→ **Provided passage**
□ □ □

Why Most People Are Getting Far Too Little Fiber

Why Most People Are Getting Far Too Little Fiber

If there is one dietary change with the most consistent, most researched, most significant impact on gut health, it is eating more fiber. And most people in Western countries are getting less than half of what their gut actually needs.

What fiber does in your gut

Fiber is the part of plant foods that your digestive enzymes cannot break down — but your gut bacteria can. When they ferment fiber in your large intestine, they produce short-chain fatty acids, most importantly a compound called butyrate. Butyrate is the primary fuel source for the cells lining your colon. Without enough fiber, those cells start to struggle.

Fiber also adds bulk to stool, feeds a wide range of beneficial bacteria, slows digestion in helpful ways, and reduces the risk of colon cancer, type 2 diabetes, and cardiovascular disease.

How big is the gap?

Dietary guidelines recommend roughly 25g of fiber per day for women and 38g for men. Most adults in Western countries eat about 15g per day — less than half the target. Traditional populations eating natural diets get 40–60g per day. Their gut microbiomes are dramatically more diverse than ours.

□ □ □

→ **Provided records**
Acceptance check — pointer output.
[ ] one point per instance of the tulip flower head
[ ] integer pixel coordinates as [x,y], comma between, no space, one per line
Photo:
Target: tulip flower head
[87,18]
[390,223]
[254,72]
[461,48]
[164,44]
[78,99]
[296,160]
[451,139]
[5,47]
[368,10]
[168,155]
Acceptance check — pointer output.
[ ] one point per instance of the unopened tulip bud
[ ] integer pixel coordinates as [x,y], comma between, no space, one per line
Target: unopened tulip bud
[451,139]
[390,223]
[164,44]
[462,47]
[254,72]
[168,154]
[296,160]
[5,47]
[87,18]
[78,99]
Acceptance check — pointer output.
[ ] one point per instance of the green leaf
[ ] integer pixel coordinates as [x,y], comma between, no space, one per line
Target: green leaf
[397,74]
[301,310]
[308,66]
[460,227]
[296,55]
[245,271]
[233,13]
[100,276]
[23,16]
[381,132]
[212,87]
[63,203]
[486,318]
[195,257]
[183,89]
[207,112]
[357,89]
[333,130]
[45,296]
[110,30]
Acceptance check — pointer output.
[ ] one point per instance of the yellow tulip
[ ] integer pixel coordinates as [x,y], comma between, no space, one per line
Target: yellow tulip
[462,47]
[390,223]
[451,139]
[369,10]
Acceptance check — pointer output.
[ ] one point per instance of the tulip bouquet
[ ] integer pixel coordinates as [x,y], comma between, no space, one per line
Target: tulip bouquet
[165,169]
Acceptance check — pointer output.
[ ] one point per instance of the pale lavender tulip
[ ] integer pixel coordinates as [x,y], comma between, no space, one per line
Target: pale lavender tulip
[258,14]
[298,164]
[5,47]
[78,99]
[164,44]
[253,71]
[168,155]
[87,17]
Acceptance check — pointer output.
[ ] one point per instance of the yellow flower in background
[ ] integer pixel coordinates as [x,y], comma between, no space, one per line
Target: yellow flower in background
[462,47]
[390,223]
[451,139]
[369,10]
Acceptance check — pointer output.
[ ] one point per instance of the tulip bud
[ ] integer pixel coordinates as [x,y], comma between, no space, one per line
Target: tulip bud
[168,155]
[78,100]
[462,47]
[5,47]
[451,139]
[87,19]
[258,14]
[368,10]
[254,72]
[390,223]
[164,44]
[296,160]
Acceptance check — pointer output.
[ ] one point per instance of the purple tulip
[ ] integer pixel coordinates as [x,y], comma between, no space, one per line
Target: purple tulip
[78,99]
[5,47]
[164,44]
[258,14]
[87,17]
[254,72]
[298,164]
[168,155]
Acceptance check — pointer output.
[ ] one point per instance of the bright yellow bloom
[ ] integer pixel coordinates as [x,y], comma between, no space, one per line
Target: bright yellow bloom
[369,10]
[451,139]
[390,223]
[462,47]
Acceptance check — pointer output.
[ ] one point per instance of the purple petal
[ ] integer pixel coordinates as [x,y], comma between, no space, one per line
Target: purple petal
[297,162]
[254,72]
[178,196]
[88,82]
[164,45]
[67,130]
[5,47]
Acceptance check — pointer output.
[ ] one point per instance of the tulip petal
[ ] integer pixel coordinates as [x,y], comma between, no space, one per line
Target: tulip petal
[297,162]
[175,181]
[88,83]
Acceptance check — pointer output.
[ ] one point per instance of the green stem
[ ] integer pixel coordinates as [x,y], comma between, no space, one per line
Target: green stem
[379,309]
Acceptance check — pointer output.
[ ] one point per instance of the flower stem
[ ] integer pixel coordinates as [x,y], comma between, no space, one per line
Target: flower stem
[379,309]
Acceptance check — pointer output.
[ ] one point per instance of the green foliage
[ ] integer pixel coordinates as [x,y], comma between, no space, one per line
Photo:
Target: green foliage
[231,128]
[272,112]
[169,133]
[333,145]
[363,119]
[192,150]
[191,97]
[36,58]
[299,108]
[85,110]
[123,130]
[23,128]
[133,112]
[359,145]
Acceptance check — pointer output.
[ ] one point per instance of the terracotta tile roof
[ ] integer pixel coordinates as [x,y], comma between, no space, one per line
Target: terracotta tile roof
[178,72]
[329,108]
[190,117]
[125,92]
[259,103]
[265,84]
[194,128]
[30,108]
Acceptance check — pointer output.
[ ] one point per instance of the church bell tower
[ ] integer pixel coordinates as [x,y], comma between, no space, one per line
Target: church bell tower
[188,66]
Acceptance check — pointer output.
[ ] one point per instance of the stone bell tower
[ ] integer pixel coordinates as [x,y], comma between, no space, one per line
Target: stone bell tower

□ □ □

→ **Actions to take**
1 > Please quote the fiber article word for word, beginning at the words "Fiber is the" and stopping after "and cardiovascular disease.".
2 > In the fiber article, what is the primary fuel source for the cells lining the colon?

→ **Set of answers**
1 >
Fiber is the part of plant foods that your digestive enzymes cannot break down — but your gut bacteria can. When they ferment fiber in your large intestine, they produce short-chain fatty acids, most importantly a compound called butyrate. Butyrate is the primary fuel source for the cells lining your colon. Without enough fiber, those cells start to struggle.

Fiber also adds bulk to stool, feeds a wide range of beneficial bacteria, slows digestion in helpful ways, and reduces the risk of colon cancer, type 2 diabetes, and cardiovascular disease.

2 > Butyrate.